*** Opening Data in this exercise ***

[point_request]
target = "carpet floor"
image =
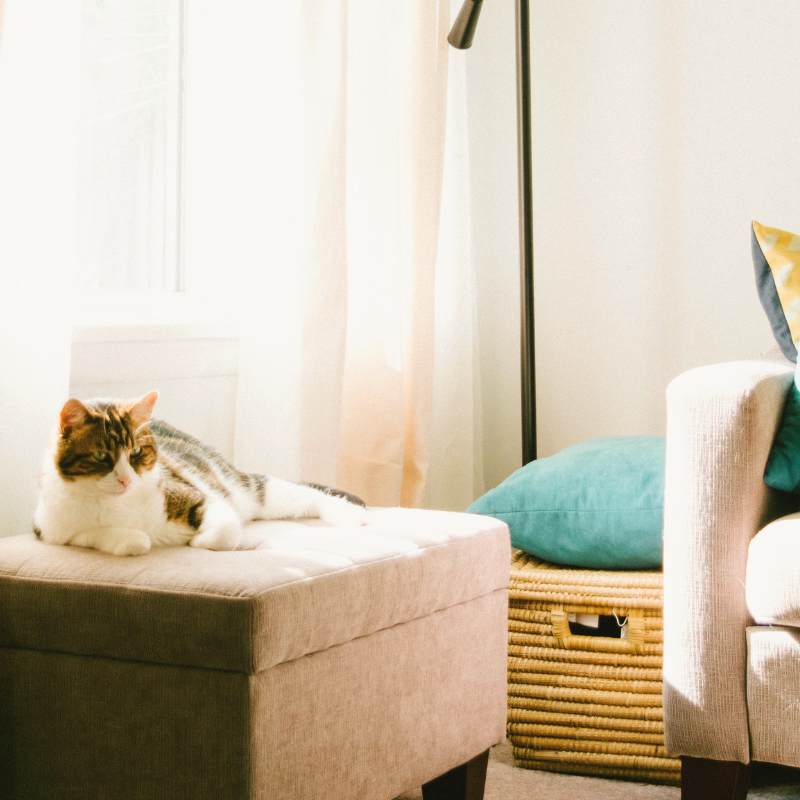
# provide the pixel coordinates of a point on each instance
(504, 781)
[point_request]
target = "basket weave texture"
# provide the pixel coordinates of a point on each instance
(589, 705)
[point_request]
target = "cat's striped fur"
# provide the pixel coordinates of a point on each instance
(118, 481)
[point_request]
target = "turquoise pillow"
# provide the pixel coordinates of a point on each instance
(598, 504)
(783, 465)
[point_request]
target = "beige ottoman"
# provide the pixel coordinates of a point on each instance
(313, 662)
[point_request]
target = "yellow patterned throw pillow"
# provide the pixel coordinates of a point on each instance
(776, 257)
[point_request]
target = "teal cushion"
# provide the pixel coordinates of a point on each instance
(598, 504)
(783, 465)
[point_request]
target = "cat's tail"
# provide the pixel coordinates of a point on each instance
(351, 498)
(279, 499)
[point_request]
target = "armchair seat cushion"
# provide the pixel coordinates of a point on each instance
(773, 573)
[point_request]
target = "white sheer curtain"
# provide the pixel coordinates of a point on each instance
(38, 111)
(327, 212)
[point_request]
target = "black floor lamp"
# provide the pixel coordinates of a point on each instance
(461, 38)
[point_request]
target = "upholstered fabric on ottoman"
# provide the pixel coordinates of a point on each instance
(313, 662)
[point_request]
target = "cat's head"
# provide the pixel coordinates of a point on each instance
(107, 442)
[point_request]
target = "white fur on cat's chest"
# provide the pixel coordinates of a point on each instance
(69, 507)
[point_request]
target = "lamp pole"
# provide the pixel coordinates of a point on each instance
(461, 36)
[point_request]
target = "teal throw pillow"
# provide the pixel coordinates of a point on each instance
(598, 504)
(783, 465)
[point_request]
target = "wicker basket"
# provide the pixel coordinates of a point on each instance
(583, 704)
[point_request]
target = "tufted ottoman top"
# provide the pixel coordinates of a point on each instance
(292, 588)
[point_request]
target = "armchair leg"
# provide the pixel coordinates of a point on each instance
(706, 779)
(466, 782)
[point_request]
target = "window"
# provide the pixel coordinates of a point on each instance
(129, 163)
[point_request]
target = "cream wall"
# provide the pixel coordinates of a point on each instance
(661, 128)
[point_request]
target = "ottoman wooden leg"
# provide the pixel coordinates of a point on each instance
(462, 783)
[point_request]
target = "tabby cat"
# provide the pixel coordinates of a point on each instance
(115, 480)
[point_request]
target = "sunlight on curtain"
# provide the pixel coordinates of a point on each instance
(316, 225)
(38, 131)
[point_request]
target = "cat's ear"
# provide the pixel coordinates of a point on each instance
(140, 410)
(73, 414)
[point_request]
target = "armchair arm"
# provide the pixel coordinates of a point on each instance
(721, 421)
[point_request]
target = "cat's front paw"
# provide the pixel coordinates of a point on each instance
(345, 515)
(132, 545)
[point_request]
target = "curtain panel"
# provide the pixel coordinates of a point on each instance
(38, 134)
(329, 216)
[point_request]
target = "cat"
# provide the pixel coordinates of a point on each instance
(115, 480)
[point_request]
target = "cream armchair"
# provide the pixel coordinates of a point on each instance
(731, 587)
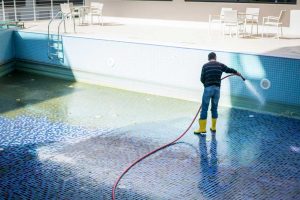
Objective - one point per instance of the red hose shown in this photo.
(156, 150)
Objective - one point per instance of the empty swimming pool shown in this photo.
(65, 139)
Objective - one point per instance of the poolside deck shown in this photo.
(181, 34)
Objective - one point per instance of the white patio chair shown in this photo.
(96, 10)
(217, 18)
(232, 20)
(252, 18)
(274, 21)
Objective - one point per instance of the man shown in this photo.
(211, 79)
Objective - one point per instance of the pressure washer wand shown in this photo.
(162, 147)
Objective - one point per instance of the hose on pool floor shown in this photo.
(159, 148)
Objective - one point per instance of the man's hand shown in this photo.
(238, 73)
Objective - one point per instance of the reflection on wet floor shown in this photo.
(66, 140)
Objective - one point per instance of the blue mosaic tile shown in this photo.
(254, 158)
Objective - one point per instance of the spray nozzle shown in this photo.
(242, 77)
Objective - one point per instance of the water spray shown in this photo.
(162, 147)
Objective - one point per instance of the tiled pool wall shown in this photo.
(7, 52)
(158, 69)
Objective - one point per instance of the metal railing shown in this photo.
(32, 10)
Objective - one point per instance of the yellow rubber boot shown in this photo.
(213, 125)
(202, 127)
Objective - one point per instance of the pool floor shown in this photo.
(66, 140)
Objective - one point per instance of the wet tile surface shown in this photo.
(64, 140)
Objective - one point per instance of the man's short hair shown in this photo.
(212, 56)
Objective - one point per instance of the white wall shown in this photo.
(181, 10)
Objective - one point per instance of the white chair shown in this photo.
(232, 20)
(217, 18)
(252, 18)
(274, 21)
(96, 10)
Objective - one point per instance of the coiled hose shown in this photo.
(160, 148)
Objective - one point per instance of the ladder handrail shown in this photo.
(57, 14)
(64, 16)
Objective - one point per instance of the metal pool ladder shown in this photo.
(55, 42)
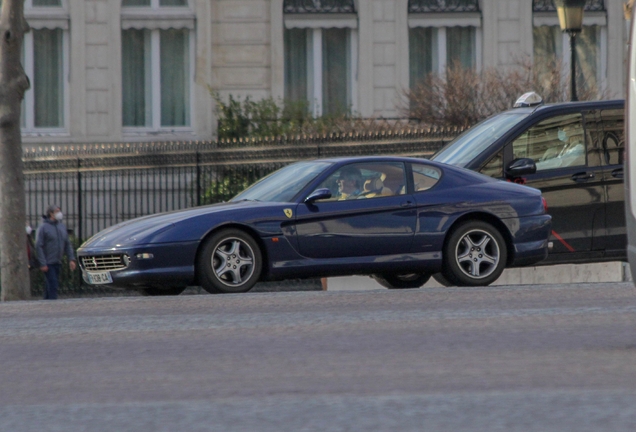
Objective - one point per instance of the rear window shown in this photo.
(425, 177)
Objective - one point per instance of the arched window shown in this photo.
(320, 54)
(45, 60)
(442, 33)
(157, 65)
(551, 45)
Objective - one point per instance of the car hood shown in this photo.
(154, 228)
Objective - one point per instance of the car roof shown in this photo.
(554, 107)
(348, 159)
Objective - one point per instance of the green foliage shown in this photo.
(224, 187)
(271, 118)
(263, 118)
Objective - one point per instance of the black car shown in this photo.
(572, 152)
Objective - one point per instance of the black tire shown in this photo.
(161, 291)
(439, 277)
(242, 258)
(402, 281)
(474, 255)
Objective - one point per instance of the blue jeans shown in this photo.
(52, 281)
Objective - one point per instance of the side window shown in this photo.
(557, 142)
(494, 167)
(366, 180)
(425, 177)
(613, 139)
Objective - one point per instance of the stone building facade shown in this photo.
(142, 70)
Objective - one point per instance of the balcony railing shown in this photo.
(548, 5)
(428, 6)
(318, 6)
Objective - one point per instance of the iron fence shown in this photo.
(99, 185)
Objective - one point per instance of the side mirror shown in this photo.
(318, 194)
(522, 166)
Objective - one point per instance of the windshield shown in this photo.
(475, 140)
(283, 185)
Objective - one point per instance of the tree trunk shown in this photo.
(13, 83)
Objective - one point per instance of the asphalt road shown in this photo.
(516, 358)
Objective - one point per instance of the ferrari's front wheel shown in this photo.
(402, 281)
(474, 255)
(230, 262)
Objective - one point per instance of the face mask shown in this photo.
(562, 135)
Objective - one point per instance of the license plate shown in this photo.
(98, 278)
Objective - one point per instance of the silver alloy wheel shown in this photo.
(477, 254)
(233, 262)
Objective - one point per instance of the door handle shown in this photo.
(582, 177)
(617, 173)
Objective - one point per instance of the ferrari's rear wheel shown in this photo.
(474, 255)
(161, 291)
(230, 262)
(402, 281)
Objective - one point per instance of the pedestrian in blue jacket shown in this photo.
(51, 244)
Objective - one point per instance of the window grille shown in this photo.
(548, 5)
(427, 6)
(318, 6)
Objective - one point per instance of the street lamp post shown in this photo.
(571, 21)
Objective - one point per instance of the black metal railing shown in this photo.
(318, 6)
(99, 185)
(548, 6)
(428, 6)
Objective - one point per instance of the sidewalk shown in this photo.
(567, 273)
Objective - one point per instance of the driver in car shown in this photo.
(349, 183)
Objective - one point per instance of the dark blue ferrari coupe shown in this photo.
(397, 219)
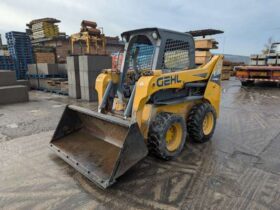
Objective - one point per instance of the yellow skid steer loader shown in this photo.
(150, 105)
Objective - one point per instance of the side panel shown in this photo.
(213, 88)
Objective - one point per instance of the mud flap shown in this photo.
(99, 146)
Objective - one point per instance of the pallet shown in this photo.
(59, 92)
(46, 76)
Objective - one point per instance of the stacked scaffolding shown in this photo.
(20, 50)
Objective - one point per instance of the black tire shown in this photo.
(247, 82)
(195, 122)
(157, 135)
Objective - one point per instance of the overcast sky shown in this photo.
(248, 24)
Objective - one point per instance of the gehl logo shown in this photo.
(168, 80)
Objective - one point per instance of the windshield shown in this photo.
(140, 54)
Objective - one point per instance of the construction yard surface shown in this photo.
(238, 169)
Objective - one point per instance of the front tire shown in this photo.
(167, 135)
(201, 122)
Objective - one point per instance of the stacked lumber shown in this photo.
(226, 70)
(273, 59)
(44, 28)
(48, 77)
(45, 57)
(203, 47)
(258, 60)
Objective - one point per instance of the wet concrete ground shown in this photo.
(238, 169)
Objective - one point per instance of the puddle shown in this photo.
(13, 125)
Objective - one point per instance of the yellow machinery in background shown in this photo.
(91, 36)
(158, 97)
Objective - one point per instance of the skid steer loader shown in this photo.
(156, 99)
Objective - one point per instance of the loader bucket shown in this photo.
(99, 146)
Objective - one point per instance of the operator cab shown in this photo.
(153, 49)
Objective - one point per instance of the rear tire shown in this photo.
(167, 135)
(201, 122)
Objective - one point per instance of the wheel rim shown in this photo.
(208, 123)
(173, 137)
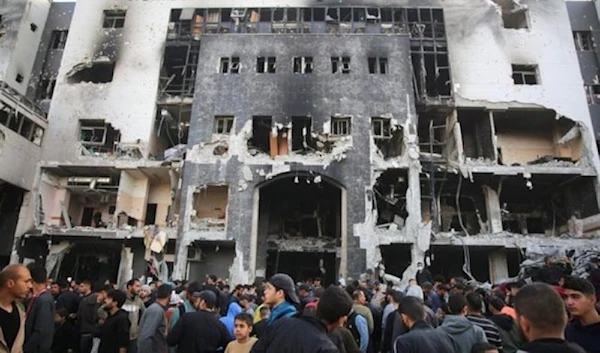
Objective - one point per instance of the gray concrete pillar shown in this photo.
(492, 205)
(498, 266)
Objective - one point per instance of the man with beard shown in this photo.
(114, 334)
(542, 318)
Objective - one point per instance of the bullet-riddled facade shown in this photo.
(318, 139)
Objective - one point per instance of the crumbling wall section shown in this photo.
(21, 29)
(127, 102)
(481, 61)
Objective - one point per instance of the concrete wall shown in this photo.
(48, 60)
(22, 44)
(583, 16)
(481, 60)
(18, 159)
(283, 95)
(481, 54)
(160, 194)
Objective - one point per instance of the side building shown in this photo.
(314, 139)
(22, 123)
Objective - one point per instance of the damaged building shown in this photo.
(314, 138)
(22, 122)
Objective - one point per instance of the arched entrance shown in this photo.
(299, 227)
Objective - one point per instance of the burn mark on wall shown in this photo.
(92, 72)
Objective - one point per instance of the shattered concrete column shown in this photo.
(254, 235)
(492, 205)
(414, 227)
(180, 265)
(498, 266)
(183, 237)
(344, 225)
(126, 266)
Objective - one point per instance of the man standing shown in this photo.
(188, 305)
(304, 295)
(200, 331)
(15, 284)
(308, 334)
(153, 326)
(360, 307)
(421, 338)
(114, 334)
(87, 315)
(135, 307)
(584, 329)
(474, 308)
(39, 327)
(542, 318)
(423, 274)
(66, 299)
(462, 330)
(280, 296)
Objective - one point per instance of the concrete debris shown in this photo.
(220, 150)
(580, 258)
(175, 153)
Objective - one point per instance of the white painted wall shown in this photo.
(18, 159)
(23, 51)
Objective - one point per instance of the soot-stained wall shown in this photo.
(282, 95)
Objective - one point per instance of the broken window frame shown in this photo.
(523, 74)
(266, 64)
(46, 88)
(24, 126)
(114, 19)
(508, 15)
(341, 126)
(230, 65)
(223, 124)
(92, 131)
(592, 93)
(584, 40)
(58, 39)
(340, 65)
(381, 128)
(378, 65)
(303, 64)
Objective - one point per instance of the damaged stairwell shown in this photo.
(224, 146)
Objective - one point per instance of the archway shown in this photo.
(299, 227)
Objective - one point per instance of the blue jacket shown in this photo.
(229, 320)
(282, 310)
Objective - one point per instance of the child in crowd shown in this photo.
(243, 342)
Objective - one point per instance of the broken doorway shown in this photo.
(92, 260)
(302, 266)
(300, 227)
(390, 198)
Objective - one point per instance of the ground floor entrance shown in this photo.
(302, 266)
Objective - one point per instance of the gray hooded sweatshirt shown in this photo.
(463, 331)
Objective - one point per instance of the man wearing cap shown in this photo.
(308, 333)
(280, 295)
(200, 331)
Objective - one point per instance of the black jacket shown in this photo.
(509, 332)
(68, 300)
(550, 345)
(87, 315)
(424, 276)
(64, 337)
(39, 326)
(303, 334)
(423, 338)
(114, 334)
(588, 337)
(198, 332)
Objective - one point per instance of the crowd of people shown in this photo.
(430, 315)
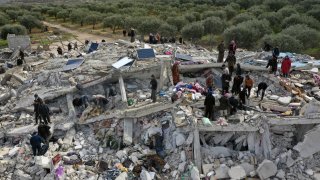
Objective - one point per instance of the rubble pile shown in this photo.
(134, 138)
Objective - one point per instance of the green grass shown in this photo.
(3, 43)
(315, 52)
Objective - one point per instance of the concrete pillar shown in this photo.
(122, 89)
(128, 131)
(72, 112)
(197, 149)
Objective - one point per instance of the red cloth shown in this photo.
(286, 65)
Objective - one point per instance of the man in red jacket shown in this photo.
(285, 66)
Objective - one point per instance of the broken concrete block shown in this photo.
(195, 175)
(284, 100)
(43, 161)
(222, 172)
(237, 172)
(266, 169)
(180, 139)
(182, 166)
(13, 151)
(122, 176)
(281, 174)
(20, 175)
(274, 97)
(247, 167)
(310, 144)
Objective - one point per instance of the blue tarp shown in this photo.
(93, 47)
(183, 57)
(72, 64)
(145, 53)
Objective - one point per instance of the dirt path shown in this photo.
(81, 36)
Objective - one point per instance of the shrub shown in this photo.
(284, 42)
(315, 12)
(243, 17)
(272, 17)
(178, 22)
(257, 10)
(167, 30)
(30, 22)
(149, 25)
(12, 29)
(113, 22)
(213, 25)
(275, 5)
(247, 33)
(193, 31)
(3, 19)
(310, 38)
(300, 19)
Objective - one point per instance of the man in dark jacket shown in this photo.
(234, 103)
(231, 60)
(224, 105)
(35, 142)
(221, 52)
(36, 104)
(276, 51)
(209, 103)
(154, 85)
(225, 79)
(262, 86)
(273, 63)
(236, 87)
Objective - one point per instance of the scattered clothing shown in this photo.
(221, 52)
(285, 66)
(273, 63)
(209, 103)
(262, 86)
(154, 85)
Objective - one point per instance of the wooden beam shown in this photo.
(229, 127)
(292, 121)
(122, 89)
(197, 150)
(128, 131)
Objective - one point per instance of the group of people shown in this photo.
(241, 87)
(75, 46)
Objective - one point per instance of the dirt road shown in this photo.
(81, 36)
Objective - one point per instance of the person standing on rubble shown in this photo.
(132, 35)
(69, 46)
(285, 66)
(248, 84)
(35, 142)
(154, 85)
(262, 86)
(221, 52)
(225, 79)
(209, 82)
(231, 60)
(232, 47)
(209, 103)
(237, 82)
(59, 50)
(242, 98)
(273, 63)
(224, 105)
(276, 52)
(238, 70)
(36, 104)
(175, 73)
(234, 103)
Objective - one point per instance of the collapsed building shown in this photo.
(277, 138)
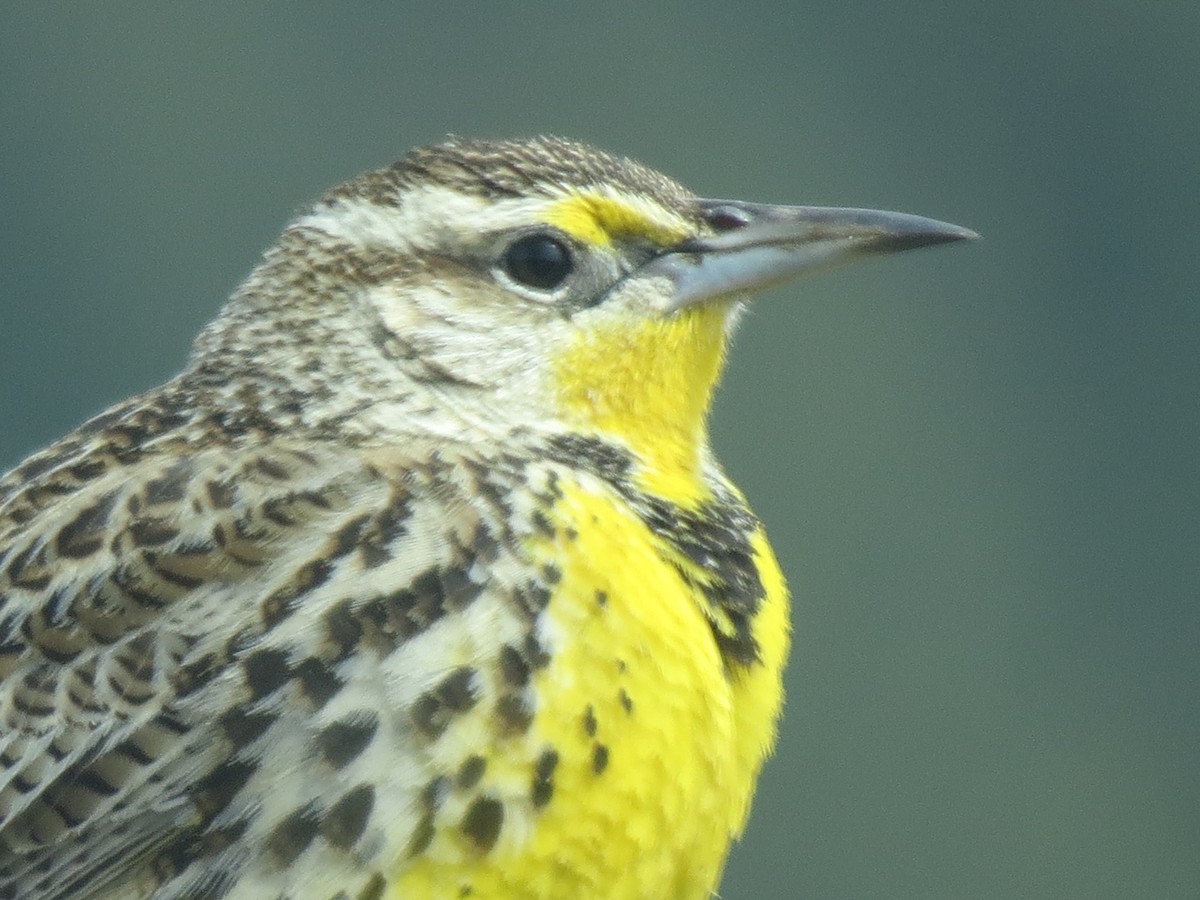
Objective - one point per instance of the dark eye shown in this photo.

*** Closing Data in this exercise ***

Exercise objective » Show each line of the data that contains the string "basket".

Response for this exercise »
target = "basket weave texture"
target = "wicker basket"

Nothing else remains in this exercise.